Il compito =>
Ricopia senza alcuna modifica le righe del materiale qui sotto, da quella che contiene "# test: put a marker on the group" fino alla fine del materiale, entrambe comprese.

Dati dell'esercizio =>
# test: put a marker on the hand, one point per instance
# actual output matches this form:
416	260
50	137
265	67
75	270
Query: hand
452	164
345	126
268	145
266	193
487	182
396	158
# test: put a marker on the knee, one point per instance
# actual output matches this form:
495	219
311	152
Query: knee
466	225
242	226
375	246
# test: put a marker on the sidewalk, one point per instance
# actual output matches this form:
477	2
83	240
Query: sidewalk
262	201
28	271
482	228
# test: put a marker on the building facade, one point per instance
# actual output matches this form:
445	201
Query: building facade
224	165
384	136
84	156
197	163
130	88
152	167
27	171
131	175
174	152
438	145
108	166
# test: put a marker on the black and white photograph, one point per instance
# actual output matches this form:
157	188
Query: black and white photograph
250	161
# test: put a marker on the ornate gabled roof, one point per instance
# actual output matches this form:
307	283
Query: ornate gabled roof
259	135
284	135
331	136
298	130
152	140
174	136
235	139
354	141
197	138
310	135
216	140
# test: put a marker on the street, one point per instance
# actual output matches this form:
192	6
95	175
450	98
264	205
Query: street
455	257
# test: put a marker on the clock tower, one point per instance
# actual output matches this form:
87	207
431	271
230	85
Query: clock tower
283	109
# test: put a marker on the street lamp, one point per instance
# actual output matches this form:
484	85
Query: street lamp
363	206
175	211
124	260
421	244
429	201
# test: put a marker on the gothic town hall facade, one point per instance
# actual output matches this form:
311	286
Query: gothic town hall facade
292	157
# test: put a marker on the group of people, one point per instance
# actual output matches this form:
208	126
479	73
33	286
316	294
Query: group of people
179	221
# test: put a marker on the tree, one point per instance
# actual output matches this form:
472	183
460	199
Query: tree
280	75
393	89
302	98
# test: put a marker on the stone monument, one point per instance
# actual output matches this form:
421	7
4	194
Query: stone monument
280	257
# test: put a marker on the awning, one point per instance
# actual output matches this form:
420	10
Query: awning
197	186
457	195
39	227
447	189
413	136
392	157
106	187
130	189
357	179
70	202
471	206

Risultato =>
# test: put a marker on the group of people, one point per instance
# actual output matches this form:
208	126
479	73
33	286
316	294
Query: group of people
179	221
# test: put a marker on the tree, one point per instance
# actual output matches this form:
472	183
460	199
Query: tree
280	75
393	89
302	98
# test: put a marker on the stone monument, one point per instance
# actual output matches this form:
421	7
4	194
Query: stone monument
280	257
# test: put a marker on the awning, one point per instance
# actual output matches this form:
420	10
Query: awning
197	186
457	195
39	227
447	189
413	136
392	157
106	187
130	189
357	179
70	202
471	206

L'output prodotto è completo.